* **CONSIGNE**:
Recopiez mot pour mot le passage de l'article sur les flux financiers illicites en Afrique qui commence par « Entre 1980 et » et va jusqu'à « vice-président de la BAD. ».

* **DOCUMENT SOURCE**:
---*---
Le résultat de plus de huit mois de recherche est accablant : l'Afrique perd depuis 1980 autant d'argent à cause des flux financiers illicites qu'elle en reçoit de l'extérieur, toutes sources confondues, selon un rapport conjoint rendu public mercredi par la Banque africaine de développement (BAD) et le Global Financial Integrity (GFI). C'était au cours d'un séminaire intitulé « Flux financiers illicites en Afrique : Quelles leçons en tirer ? ».
Pour Raymond Baker, président du GFI, une organisation basée à Washington, « on pense traditionnellement que les pays du Nord déversent leur argent en Afrique avec l'aide et les flux du secteur privé, sans rien recevoir en retour. Notre rapport démontre le contraire : l'Afrique a été en fait un créditeur net du reste du monde pendant des décennies ».
Entre 1980 et 2009, les transferts nets de ressources financières partis d'Afrique vers le reste du monde sont estimés entre 597 et 1.400 milliards de dollars. Les transferts illicites sur la même période se montent quant à eux dans une fourchette allant de 1.220 à 1.350 milliards de dollars, note le rapport.
« Les ressources tirées d'Afrique au cours des 30 dernières années, quasiment équivalentes au PIB actuel du continent - handicape le décollage économique de l'Afrique », a souligné Mthuli Ncube, économiste en chef et vice-président de la BAD.
---*---
[Entrées d'annotation par coordonnées]
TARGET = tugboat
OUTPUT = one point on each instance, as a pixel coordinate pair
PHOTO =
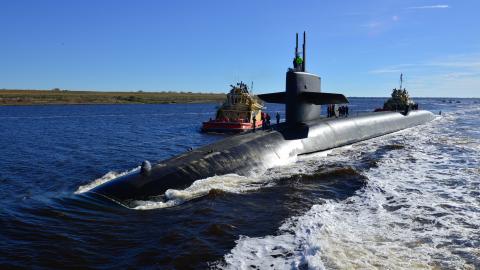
(239, 113)
(400, 100)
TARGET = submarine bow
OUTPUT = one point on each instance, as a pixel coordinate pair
(303, 132)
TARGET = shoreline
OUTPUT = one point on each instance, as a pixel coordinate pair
(64, 97)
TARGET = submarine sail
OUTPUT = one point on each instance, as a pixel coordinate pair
(254, 152)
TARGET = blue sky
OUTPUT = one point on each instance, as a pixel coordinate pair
(357, 47)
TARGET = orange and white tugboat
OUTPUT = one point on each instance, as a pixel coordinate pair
(240, 112)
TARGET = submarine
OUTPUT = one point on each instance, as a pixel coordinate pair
(303, 132)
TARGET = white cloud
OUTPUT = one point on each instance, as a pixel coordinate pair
(430, 7)
(456, 75)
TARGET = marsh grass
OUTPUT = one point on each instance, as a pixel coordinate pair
(56, 96)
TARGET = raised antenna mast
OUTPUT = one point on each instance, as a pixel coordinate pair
(296, 47)
(401, 80)
(304, 48)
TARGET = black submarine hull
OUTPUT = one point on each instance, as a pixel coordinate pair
(255, 152)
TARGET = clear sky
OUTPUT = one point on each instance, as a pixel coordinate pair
(357, 47)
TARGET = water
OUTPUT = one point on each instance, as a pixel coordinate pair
(405, 200)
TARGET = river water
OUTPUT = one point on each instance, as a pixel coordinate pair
(406, 200)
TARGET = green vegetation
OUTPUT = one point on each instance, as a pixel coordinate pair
(57, 96)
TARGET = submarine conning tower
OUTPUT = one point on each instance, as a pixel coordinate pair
(302, 97)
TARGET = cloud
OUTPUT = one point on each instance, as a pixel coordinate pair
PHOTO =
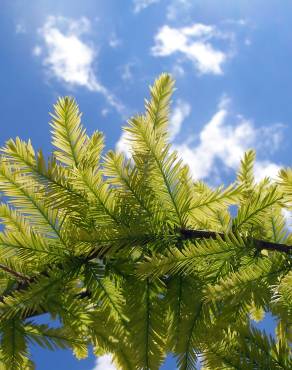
(180, 112)
(20, 28)
(222, 143)
(194, 43)
(69, 58)
(104, 363)
(140, 5)
(178, 8)
(114, 41)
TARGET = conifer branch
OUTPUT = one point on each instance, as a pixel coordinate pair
(258, 244)
(13, 273)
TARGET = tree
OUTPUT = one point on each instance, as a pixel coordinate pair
(137, 259)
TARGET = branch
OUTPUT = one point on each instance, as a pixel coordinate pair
(186, 234)
(13, 273)
(258, 244)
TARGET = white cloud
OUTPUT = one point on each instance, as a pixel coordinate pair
(37, 50)
(180, 112)
(20, 28)
(104, 363)
(127, 71)
(221, 143)
(194, 43)
(114, 41)
(140, 5)
(264, 169)
(176, 8)
(227, 141)
(69, 58)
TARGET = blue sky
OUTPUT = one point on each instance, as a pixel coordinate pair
(231, 61)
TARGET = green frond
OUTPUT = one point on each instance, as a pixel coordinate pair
(252, 212)
(134, 258)
(157, 109)
(68, 135)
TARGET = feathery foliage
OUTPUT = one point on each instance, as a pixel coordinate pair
(135, 257)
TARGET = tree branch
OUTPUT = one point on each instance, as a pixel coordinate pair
(258, 244)
(186, 234)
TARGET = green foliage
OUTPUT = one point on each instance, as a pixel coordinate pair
(134, 257)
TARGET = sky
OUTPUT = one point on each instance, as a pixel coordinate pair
(231, 61)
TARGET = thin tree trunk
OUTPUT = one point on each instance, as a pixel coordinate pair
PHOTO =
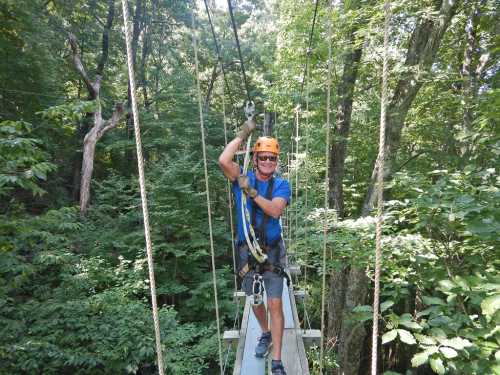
(338, 150)
(423, 46)
(422, 50)
(470, 76)
(99, 126)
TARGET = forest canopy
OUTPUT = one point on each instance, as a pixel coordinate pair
(74, 286)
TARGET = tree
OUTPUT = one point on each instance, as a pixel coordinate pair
(99, 126)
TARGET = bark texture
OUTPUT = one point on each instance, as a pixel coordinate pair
(423, 46)
(99, 125)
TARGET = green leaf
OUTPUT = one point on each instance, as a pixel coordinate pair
(491, 305)
(385, 305)
(456, 343)
(426, 340)
(411, 325)
(406, 337)
(437, 366)
(419, 359)
(433, 301)
(448, 352)
(389, 336)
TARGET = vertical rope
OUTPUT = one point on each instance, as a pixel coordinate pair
(296, 170)
(306, 199)
(327, 159)
(380, 190)
(142, 185)
(228, 187)
(209, 210)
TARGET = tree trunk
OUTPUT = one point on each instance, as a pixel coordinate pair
(89, 144)
(470, 76)
(99, 126)
(338, 153)
(423, 46)
(338, 150)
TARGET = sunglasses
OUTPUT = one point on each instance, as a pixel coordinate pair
(270, 158)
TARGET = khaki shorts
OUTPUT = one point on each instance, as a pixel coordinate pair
(273, 283)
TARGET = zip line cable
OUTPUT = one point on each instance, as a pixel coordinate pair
(142, 184)
(380, 188)
(327, 177)
(205, 167)
(217, 49)
(239, 49)
(309, 50)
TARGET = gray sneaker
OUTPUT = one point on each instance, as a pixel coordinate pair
(265, 342)
(277, 368)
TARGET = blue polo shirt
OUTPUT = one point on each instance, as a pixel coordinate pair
(281, 188)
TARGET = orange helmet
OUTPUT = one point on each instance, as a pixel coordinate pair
(267, 144)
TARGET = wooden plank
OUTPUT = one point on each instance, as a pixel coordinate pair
(293, 351)
(301, 351)
(241, 344)
(231, 337)
(289, 353)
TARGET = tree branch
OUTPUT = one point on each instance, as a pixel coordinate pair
(105, 38)
(113, 122)
(93, 91)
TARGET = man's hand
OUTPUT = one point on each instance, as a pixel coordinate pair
(246, 129)
(244, 185)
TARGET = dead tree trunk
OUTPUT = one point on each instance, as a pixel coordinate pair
(338, 150)
(99, 126)
(472, 68)
(423, 46)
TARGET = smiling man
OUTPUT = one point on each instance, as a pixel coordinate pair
(267, 196)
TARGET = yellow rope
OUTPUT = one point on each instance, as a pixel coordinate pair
(142, 184)
(380, 190)
(209, 210)
(327, 157)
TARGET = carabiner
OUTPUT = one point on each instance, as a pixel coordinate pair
(257, 289)
(250, 110)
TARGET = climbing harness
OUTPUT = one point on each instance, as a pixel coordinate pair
(253, 264)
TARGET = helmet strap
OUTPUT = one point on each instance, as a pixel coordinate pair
(265, 175)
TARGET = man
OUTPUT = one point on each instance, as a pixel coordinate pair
(267, 197)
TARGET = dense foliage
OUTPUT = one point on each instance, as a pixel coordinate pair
(74, 288)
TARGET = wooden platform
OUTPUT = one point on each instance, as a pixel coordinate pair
(293, 352)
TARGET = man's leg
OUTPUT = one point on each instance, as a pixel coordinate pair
(261, 315)
(275, 306)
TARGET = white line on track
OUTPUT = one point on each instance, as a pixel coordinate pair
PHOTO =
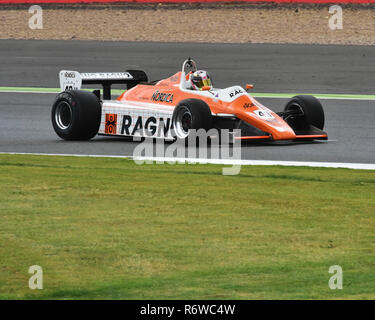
(362, 166)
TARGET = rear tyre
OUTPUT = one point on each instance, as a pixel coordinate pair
(76, 115)
(191, 114)
(309, 111)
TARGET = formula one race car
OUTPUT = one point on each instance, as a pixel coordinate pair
(171, 108)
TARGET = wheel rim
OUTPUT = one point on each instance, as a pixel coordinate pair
(63, 115)
(183, 122)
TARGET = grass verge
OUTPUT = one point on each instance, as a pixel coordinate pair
(110, 229)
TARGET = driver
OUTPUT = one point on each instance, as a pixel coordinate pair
(200, 79)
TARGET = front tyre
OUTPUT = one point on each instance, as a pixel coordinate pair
(191, 114)
(76, 115)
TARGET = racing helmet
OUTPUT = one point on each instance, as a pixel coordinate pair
(200, 79)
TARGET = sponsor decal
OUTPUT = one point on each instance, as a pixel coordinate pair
(69, 75)
(264, 114)
(110, 123)
(146, 126)
(162, 97)
(235, 93)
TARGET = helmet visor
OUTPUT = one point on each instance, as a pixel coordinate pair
(203, 83)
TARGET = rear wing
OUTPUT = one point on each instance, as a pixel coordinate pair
(73, 80)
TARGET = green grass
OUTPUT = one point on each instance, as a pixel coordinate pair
(107, 228)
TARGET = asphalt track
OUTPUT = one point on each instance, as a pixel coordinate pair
(25, 124)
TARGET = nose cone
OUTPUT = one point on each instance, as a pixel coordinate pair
(251, 111)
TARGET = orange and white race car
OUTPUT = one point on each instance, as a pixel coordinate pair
(173, 107)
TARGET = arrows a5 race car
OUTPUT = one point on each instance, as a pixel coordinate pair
(171, 108)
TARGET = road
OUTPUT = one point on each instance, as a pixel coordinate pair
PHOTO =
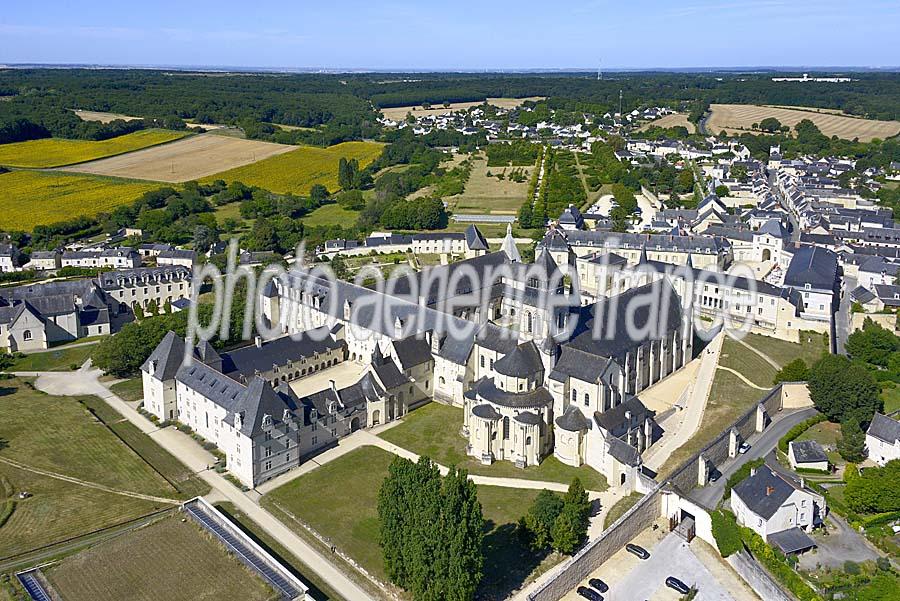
(761, 445)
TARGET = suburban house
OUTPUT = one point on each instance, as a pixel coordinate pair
(883, 439)
(807, 455)
(777, 508)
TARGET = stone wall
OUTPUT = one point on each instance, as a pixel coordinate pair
(576, 569)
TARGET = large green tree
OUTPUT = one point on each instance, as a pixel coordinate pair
(841, 389)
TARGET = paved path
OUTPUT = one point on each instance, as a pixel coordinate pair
(87, 484)
(742, 377)
(767, 358)
(683, 429)
(182, 446)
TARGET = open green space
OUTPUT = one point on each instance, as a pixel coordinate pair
(60, 359)
(170, 559)
(433, 430)
(349, 518)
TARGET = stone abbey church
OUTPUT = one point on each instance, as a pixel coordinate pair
(537, 368)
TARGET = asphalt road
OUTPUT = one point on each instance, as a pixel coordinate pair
(761, 445)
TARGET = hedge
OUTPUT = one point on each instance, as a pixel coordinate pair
(798, 430)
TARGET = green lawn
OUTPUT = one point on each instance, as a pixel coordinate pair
(433, 430)
(351, 520)
(59, 359)
(810, 348)
(620, 507)
(171, 559)
(129, 390)
(741, 359)
(331, 214)
(317, 587)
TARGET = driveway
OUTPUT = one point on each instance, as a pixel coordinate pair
(761, 443)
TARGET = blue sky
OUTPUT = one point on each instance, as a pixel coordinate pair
(487, 34)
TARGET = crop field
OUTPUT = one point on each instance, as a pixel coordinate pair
(191, 158)
(37, 198)
(493, 195)
(670, 121)
(169, 559)
(57, 152)
(738, 118)
(296, 171)
(102, 117)
(398, 113)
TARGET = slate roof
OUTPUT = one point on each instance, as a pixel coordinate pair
(792, 540)
(812, 265)
(884, 428)
(764, 492)
(808, 451)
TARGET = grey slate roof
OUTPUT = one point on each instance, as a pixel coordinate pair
(884, 428)
(808, 451)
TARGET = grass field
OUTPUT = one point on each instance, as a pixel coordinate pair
(433, 430)
(351, 520)
(296, 171)
(33, 198)
(54, 360)
(736, 118)
(56, 152)
(673, 120)
(485, 194)
(188, 159)
(170, 559)
(399, 113)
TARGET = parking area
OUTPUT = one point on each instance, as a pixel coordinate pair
(633, 579)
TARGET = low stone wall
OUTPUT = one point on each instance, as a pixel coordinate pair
(576, 569)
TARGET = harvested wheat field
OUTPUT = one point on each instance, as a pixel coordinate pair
(56, 152)
(738, 118)
(296, 171)
(398, 113)
(191, 158)
(102, 117)
(678, 119)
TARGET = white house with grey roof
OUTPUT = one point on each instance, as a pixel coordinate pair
(883, 439)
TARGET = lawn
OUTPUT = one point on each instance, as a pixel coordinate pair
(56, 152)
(743, 360)
(782, 352)
(317, 587)
(331, 214)
(296, 171)
(170, 559)
(59, 434)
(351, 520)
(129, 390)
(620, 507)
(433, 430)
(55, 196)
(61, 359)
(729, 398)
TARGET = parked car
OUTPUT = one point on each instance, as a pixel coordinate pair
(589, 593)
(598, 584)
(678, 585)
(638, 551)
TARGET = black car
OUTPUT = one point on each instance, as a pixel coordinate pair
(598, 584)
(678, 585)
(638, 551)
(589, 593)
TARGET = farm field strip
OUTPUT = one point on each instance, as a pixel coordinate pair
(41, 197)
(58, 152)
(191, 158)
(301, 167)
(736, 118)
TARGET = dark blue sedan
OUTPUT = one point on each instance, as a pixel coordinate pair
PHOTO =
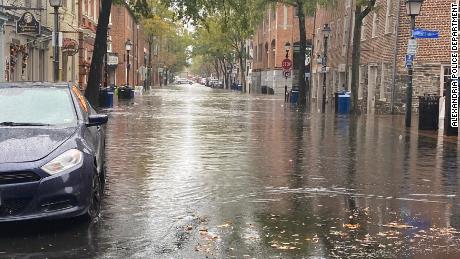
(51, 152)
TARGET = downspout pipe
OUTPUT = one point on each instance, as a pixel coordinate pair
(350, 36)
(395, 57)
(311, 56)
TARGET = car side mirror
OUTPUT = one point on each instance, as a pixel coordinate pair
(97, 120)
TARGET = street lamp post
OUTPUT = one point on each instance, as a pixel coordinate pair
(287, 47)
(128, 46)
(56, 4)
(413, 8)
(326, 33)
(106, 68)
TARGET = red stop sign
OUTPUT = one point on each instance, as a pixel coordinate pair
(286, 64)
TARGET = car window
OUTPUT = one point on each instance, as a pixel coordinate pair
(81, 100)
(37, 105)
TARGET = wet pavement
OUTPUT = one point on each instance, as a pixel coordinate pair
---*---
* **RÉPONSE RÉDIGÉE**:
Entre 1980 et 2009, les transferts nets de ressources financières partis d'Afrique vers le reste du monde sont estimés entre 597 et 1.400 milliards de dollars. Les transferts illicites sur la même période se montent quant à eux dans une fourchette allant de 1.220 à 1.350 milliards de dollars, note le rapport.
« Les ressources tirées d'Afrique au cours des 30 dernières années, quasiment équivalentes au PIB actuel du continent - handicape le décollage économique de l'Afrique », a souligné Mthuli Ncube, économiste en chef et vice-président de la BAD.